TASK DETAILS:
Copy the records word for word, covering only the stretch from the line that contains "the female officer's" through the end of the records.

---

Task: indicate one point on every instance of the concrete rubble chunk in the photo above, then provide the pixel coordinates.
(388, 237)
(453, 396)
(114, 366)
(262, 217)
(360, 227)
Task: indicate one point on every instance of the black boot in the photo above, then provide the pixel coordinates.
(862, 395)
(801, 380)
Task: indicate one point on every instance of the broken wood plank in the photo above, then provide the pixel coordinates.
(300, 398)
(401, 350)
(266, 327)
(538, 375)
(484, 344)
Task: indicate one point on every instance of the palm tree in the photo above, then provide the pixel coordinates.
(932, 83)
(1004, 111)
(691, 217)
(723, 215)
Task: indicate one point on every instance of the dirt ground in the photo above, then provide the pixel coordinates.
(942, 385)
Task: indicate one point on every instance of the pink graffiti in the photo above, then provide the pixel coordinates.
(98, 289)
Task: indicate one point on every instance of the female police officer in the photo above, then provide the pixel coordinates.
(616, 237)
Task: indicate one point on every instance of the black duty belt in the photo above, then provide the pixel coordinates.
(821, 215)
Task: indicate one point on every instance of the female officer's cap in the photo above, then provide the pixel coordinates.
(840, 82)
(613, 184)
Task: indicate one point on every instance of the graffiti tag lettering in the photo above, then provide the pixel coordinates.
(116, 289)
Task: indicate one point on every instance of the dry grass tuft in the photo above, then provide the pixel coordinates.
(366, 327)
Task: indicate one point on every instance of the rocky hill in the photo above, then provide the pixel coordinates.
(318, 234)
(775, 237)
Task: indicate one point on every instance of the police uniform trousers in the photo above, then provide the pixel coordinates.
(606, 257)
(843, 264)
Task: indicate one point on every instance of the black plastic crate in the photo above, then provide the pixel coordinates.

---

EXPECTED ANSWER:
Task: indicate one point on every instance of the female officer's cap in the photo above, then provide the pixel coordinates.
(840, 82)
(613, 184)
Task: indicate one point on every instance of the graffiti tag lettering in the photo above, then provide the pixel coordinates.
(116, 289)
Task: indicate one point on every instance of the dry grass tuft in the photo above, then provide the pixel coordinates.
(366, 327)
Task: indicate one point on every instance of the rocky hill in the photo above, then provide the pixel coordinates.
(318, 234)
(775, 237)
Task: indicate one point on every instance of the police uniform trousers in the photo above, then provide the pixel coordinates.
(606, 257)
(843, 264)
Task: indicate one point on every instance of the black plastic crate in the photo above, then provide the pixel coordinates.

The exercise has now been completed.